▶ _Raw data_
>>>>>

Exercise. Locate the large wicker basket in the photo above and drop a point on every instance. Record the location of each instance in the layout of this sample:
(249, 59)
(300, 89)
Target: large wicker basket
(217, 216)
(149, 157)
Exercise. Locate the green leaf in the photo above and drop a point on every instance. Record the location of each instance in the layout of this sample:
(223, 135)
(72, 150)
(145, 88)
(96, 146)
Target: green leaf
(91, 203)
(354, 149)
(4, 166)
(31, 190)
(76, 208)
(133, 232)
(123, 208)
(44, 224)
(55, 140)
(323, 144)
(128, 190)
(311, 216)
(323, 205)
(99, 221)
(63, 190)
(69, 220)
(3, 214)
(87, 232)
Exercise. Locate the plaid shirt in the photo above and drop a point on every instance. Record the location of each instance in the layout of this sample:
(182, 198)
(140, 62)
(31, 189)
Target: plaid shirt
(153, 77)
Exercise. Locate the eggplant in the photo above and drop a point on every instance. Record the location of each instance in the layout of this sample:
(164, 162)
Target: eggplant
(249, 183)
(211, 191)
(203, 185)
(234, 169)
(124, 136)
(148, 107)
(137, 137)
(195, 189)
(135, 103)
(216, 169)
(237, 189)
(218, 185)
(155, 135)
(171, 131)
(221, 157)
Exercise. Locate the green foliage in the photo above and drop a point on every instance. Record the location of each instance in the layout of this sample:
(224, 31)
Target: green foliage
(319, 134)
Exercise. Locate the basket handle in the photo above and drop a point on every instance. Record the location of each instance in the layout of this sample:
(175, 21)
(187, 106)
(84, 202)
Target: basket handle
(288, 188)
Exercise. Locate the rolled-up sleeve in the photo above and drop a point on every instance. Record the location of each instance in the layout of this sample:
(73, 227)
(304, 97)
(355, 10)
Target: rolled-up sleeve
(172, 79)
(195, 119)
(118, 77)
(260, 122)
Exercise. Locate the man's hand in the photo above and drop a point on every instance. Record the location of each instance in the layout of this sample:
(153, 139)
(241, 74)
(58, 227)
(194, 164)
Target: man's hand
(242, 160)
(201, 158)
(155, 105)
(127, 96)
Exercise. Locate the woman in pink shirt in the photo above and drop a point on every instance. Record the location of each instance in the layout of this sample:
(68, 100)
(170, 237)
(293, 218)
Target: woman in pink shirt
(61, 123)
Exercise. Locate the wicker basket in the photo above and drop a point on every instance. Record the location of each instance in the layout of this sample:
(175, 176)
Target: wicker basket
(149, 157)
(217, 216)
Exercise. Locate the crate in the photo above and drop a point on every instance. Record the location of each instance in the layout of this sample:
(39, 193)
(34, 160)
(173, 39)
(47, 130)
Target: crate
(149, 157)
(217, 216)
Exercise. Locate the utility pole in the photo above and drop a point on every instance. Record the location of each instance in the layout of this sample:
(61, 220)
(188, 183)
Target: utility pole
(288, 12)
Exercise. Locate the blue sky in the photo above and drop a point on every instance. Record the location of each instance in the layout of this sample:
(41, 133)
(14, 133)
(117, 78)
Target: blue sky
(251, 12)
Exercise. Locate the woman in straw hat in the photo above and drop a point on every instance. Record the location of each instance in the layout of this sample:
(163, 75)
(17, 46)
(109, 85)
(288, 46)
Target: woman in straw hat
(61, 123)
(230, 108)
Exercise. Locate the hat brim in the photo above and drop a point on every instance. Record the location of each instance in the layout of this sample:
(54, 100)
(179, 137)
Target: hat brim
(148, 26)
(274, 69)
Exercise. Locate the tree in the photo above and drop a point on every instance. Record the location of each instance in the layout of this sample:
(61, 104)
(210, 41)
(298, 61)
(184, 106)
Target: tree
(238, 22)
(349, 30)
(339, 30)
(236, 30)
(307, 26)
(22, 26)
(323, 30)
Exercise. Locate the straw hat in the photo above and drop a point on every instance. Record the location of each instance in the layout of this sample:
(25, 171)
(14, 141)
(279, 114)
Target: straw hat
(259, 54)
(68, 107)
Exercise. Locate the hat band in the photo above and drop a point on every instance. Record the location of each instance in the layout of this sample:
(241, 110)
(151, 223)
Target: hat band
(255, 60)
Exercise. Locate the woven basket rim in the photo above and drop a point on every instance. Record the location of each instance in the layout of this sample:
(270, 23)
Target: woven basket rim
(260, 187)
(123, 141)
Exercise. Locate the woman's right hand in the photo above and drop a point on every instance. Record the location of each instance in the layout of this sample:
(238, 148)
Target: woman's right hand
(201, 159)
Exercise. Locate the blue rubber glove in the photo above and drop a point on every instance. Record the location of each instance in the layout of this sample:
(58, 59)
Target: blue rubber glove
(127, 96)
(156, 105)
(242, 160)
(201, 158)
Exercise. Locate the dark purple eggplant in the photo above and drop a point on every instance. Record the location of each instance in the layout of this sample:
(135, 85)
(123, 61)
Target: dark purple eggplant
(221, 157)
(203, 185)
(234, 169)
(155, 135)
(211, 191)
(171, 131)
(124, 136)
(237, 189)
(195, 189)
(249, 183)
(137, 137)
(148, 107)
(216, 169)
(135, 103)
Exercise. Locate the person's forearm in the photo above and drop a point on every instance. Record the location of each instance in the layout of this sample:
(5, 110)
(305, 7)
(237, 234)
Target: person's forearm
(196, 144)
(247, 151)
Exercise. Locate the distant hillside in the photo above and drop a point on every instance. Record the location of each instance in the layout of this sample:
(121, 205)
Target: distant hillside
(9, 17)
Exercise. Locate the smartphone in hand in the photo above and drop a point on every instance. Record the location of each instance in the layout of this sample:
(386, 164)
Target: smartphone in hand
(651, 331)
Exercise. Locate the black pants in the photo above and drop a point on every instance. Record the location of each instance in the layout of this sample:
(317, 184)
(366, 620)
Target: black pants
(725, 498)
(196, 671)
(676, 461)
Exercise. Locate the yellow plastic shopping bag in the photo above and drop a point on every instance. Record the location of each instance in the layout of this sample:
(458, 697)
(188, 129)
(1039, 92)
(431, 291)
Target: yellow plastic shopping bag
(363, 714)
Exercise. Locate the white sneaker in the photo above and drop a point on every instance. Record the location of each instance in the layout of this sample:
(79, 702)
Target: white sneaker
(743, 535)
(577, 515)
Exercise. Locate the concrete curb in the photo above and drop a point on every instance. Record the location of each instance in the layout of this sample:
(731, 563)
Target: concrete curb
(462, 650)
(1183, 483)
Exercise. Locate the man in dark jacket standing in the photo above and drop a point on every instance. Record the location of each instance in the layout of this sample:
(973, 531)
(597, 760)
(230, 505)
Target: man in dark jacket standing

<<<<<

▶ _What is required_
Which lines above include the word "jacket"? Return each one.

▶ _Exercise answer_
Exercise. Locate the man in dark jacket standing in the photo above and drop a point on every instance. Record the location of each instance in the layout of this sample:
Target: man in dark jacket standing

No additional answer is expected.